> **The task**: Print out every line of the listing below without alteration.

> **Dataset entries**:
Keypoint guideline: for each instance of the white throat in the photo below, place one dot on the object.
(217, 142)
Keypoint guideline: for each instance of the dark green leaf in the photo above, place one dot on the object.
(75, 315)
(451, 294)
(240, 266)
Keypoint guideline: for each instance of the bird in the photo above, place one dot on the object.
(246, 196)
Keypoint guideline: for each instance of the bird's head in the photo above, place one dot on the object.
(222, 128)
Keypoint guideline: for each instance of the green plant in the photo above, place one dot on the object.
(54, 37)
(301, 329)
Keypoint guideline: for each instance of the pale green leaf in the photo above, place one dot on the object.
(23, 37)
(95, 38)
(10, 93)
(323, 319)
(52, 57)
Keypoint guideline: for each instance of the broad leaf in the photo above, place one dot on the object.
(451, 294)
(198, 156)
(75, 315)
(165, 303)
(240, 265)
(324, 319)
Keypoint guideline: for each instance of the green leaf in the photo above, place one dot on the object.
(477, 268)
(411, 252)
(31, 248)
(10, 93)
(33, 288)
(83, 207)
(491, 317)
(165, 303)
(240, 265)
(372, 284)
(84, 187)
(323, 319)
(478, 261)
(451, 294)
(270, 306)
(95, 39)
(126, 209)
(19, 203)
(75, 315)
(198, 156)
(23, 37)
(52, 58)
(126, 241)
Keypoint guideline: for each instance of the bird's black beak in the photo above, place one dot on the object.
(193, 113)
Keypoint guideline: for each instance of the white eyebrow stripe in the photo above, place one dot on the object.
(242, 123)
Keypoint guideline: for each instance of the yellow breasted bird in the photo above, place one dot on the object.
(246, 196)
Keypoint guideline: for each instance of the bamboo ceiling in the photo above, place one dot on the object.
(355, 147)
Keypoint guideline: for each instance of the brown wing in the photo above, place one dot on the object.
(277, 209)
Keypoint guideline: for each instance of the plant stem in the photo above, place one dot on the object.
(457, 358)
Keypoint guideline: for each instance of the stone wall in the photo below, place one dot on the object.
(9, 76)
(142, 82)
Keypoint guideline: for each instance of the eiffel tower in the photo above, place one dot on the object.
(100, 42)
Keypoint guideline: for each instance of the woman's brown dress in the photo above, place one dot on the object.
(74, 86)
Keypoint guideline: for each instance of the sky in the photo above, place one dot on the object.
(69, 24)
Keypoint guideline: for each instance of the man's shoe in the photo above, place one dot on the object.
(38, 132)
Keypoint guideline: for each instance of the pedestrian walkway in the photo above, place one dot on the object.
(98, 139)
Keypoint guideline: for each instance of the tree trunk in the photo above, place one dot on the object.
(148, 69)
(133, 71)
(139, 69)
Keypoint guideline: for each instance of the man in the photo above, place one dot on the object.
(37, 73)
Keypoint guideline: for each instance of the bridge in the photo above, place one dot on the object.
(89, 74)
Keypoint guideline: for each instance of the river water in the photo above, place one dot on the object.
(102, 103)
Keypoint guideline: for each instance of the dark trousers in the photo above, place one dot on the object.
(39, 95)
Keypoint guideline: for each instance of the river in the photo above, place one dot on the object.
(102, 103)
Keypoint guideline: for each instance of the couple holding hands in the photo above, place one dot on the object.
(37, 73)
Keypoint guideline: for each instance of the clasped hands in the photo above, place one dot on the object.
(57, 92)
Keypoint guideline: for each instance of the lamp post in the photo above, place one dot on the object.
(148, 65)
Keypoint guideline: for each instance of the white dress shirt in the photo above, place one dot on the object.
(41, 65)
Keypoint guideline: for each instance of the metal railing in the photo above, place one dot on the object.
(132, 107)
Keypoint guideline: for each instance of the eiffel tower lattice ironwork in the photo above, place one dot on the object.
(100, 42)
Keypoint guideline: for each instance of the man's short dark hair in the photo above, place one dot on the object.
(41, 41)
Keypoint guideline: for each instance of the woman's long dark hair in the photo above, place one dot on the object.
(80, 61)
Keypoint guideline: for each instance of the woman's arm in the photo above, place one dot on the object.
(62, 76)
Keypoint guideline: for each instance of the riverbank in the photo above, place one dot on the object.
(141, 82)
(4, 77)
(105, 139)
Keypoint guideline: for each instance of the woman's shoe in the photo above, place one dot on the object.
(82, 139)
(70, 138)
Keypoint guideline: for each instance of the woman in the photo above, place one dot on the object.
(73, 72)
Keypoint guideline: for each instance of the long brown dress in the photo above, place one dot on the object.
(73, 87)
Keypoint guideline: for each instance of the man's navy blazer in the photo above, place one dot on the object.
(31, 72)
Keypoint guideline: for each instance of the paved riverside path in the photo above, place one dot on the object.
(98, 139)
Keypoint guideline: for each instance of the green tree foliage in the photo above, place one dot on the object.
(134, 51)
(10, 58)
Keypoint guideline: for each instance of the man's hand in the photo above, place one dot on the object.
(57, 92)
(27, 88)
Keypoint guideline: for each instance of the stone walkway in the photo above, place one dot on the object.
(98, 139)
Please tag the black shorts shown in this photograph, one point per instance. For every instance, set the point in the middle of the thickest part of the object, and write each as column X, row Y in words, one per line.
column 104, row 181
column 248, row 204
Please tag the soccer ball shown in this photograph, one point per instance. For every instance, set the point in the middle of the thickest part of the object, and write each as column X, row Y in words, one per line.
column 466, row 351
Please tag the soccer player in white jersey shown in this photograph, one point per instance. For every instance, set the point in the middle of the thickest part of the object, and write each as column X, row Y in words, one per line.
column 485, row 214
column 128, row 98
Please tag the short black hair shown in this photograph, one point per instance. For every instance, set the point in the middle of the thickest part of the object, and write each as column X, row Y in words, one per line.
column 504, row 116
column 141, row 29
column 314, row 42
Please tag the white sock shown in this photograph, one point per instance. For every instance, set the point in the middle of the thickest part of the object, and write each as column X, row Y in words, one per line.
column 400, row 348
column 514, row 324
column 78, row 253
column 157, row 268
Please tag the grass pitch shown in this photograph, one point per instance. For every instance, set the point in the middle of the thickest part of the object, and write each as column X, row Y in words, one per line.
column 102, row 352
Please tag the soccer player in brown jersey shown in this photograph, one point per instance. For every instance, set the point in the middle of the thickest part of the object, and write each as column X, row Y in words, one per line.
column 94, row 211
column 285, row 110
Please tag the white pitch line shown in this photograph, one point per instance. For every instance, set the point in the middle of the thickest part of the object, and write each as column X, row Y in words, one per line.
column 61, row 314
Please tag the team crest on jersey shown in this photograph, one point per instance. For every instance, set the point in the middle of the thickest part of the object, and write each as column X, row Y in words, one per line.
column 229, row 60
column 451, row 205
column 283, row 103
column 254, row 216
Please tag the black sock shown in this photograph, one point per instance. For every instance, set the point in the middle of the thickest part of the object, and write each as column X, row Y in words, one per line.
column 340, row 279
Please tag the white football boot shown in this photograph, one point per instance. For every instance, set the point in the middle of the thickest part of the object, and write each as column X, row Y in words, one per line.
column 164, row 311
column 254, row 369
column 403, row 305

> **Solution to this task**:
Keypoint guideline: for each instance of the white throat in the photo below, place one dot on the object.
(217, 142)
Keypoint guideline: for each instance of the dark green leaf in the photo above, place one dot on the object.
(75, 315)
(451, 294)
(240, 266)
Keypoint guideline: for each instance of the bird in the photo above, place one dot on the object.
(246, 196)
Keypoint guideline: for each instance of the bird's head in the photo above, place one dot on the object.
(222, 128)
Keypoint guideline: for each instance of the green plant in the photo above, place one dot on the object.
(54, 37)
(301, 329)
Keypoint guideline: for each instance of the pale green leaf in the photo above, place one dot on the object.
(23, 37)
(95, 38)
(10, 93)
(323, 319)
(52, 57)
Keypoint guideline: for each instance of the broad leaf in the photo above, place one dot on the object.
(451, 294)
(198, 156)
(75, 315)
(165, 303)
(240, 265)
(324, 319)
Keypoint guideline: for each instance of the green leaf in the photo above, place one dot on the object.
(477, 268)
(411, 252)
(31, 248)
(10, 93)
(33, 288)
(83, 207)
(491, 317)
(165, 303)
(240, 265)
(372, 284)
(84, 187)
(323, 319)
(478, 261)
(451, 294)
(270, 306)
(95, 39)
(126, 209)
(19, 203)
(75, 315)
(198, 156)
(23, 37)
(52, 58)
(126, 241)
Keypoint guideline: for each instance of the bird's black beak in the photo above, place one dot on the object.
(193, 113)
Keypoint guideline: for each instance of the white eyebrow stripe in the photo above, place one dot on the object.
(242, 123)
Keypoint guideline: for each instance of the yellow breasted bird in the photo above, place one dot on the object.
(246, 196)
Keypoint guideline: for each instance of the bamboo ceiling in the photo above, place one dot on the object.
(355, 147)
Keypoint guideline: for each instance of the brown wing in the photo above, place one dot on the object.
(277, 209)
Keypoint guideline: for each instance of the plant stem in the photo above, place one dot on the object.
(457, 358)
Keypoint guideline: for each instance of the stone wall in the photo below, place one dot on the object.
(9, 76)
(142, 82)
Keypoint guideline: for each instance of the eiffel tower in the photo above, place one dot on the object.
(100, 42)
Keypoint guideline: for each instance of the woman's brown dress in the photo above, place one dot on the object.
(74, 86)
Keypoint guideline: for each instance of the sky in the photo above, place one dot on the object.
(69, 24)
Keypoint guideline: for each instance of the man's shoe in the photo above, place one dot on the object.
(38, 132)
Keypoint guideline: for each instance of the pedestrian walkway in the photo above, place one dot on the object.
(98, 139)
Keypoint guideline: for each instance of the tree trunk in the photo above, place one dot on the object.
(148, 69)
(133, 71)
(139, 69)
Keypoint guideline: for each instance of the man in the photo above, place one dot on the object.
(37, 73)
Keypoint guideline: for each instance of the bridge in the photo above, place one dot on the object.
(89, 74)
Keypoint guideline: for each instance of the river water in the photo above, place one dot on the object.
(102, 103)
Keypoint guideline: for each instance of the dark trousers in the photo above, place one dot on the object.
(39, 95)
Keypoint guideline: for each instance of the river in the photo above, place one dot on the object.
(102, 103)
Keypoint guideline: for each instance of the couple holding hands in the photo above, place one dot on the object.
(37, 73)
Keypoint guideline: for each instance of the clasped hands in the photo above, place one dot on the object.
(57, 92)
Keypoint guideline: for each instance of the lamp post in the photo above, place one dot on the object.
(148, 65)
Keypoint guideline: for each instance of the white dress shirt in the photo above, place one dot on the object.
(41, 65)
Keypoint guideline: for each instance of the metal railing in the photo above, place one dot on the object.
(132, 107)
Keypoint guideline: for each instance of the eiffel tower lattice ironwork in the photo above, place one dot on the object.
(100, 42)
Keypoint guideline: for each instance of the man's short dark hair in the photo above, place one dot on the object.
(41, 41)
Keypoint guideline: for each instance of the woman's long dark hair in the photo above, place one dot on the object.
(80, 61)
Keypoint guideline: for each instance of the woman's arm in the photo above, place one dot on the object.
(62, 76)
Keypoint guideline: for each instance of the riverbank in the photo above, place one dot on the object.
(141, 82)
(4, 77)
(105, 139)
Keypoint guideline: for each instance of the woman's shoe in the photo above, place one dot on the object.
(82, 139)
(70, 138)
Keypoint guideline: for each instance of the woman in the photo above, place one dot on the object.
(73, 72)
Keypoint guideline: for each instance of the long brown dress in the photo above, place one dot on the object.
(73, 87)
Keypoint guideline: for each instance of the man's navy blazer in the photo above, place one dot on the object.
(31, 72)
Keypoint guideline: for each instance of the paved riverside path in the photo above, place one dot on the object.
(98, 139)
Keypoint guideline: for each instance of the green tree foliage in the photo above, place one dot on the object.
(134, 51)
(10, 58)
Keypoint guideline: for each instance of the man's hand in the photo above, place one dot on the object.
(57, 92)
(27, 88)
Keypoint guideline: for each instance of the stone walkway in the photo above, place one dot on the object.
(98, 139)
Please tag the black shorts shown in this photograph, one point per instance. For every instance, set the point in the middle of the thickest part of the object, and write each as column X, row Y in words, one per line.
column 104, row 181
column 248, row 204
Please tag the soccer ball shown in this photograph, one point per instance. For every instance, set the point in the middle of the thickest part of the object, and write each as column X, row Y in words, one per line.
column 466, row 351
Please tag the soccer player in white jersey shown in this photograph, one point per instance. For every instance, set the point in the middle of the thickest part of the object, and write each as column X, row Y in words, one per line.
column 485, row 214
column 128, row 98
Please tag the short black hair shown in this photograph, one point per instance. For every instance, set the point in the middle of the thickest part of the object, and write each as column X, row Y in words, one per line.
column 504, row 116
column 141, row 29
column 314, row 42
Please tag the white sock shown in this photograph, one point per instance. For every instance, set the point in the middle of the thickest part of the object, and write each as column X, row Y in words, one per line.
column 400, row 348
column 514, row 324
column 78, row 253
column 157, row 268
Please tag the grass pitch shown in this photograph, one point per instance. For every instance, set the point in the middle of the thickest part of the object, and write each as column X, row Y in words, one per line.
column 102, row 352
Please tag the soccer player in brown jersey shown in this photograph, one point per instance. For every instance, set the point in the middle of the thickest part of the object, and write each as column X, row Y in words, one per line.
column 94, row 211
column 285, row 110
Please tag the white pitch line shown in this photograph, one point per instance. For every instance, set the point in the middle of the thickest part of the object, and write each as column X, row Y in words, one per line.
column 61, row 314
Please tag the team crest on jersey shown in this photograph, one point per instance. For every instance, set the point in the middle of the thickest part of the object, and write each as column X, row Y in words, one per line.
column 229, row 60
column 451, row 205
column 283, row 103
column 254, row 216
Please tag the black sock shown in this photograph, one point per instance. For every instance, set the point in the middle of the thickest part of the object, and write each as column X, row Y in words, one per line.
column 340, row 279
Please tag the white football boot shown in this photograph, one point per instance. For every instance, set the point in the middle of the thickest part of the object, and write each as column X, row Y in words, one per line.
column 164, row 311
column 254, row 369
column 403, row 305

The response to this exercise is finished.